Given data>
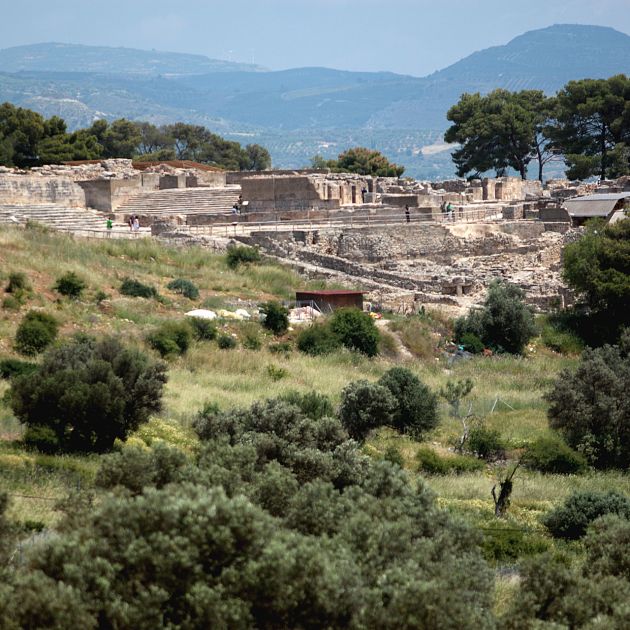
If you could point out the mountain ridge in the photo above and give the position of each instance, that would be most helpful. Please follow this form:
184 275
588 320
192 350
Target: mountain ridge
303 111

Stated goal>
Transcribe the text of every item above word for word, and leave the pictures out of your answer.

Answer to the task>
If you could point out the mountain ridge in the photo above and give the position of each instance, that would be most helpful. Please follow this form:
184 275
588 320
192 350
Target: mountain ridge
303 111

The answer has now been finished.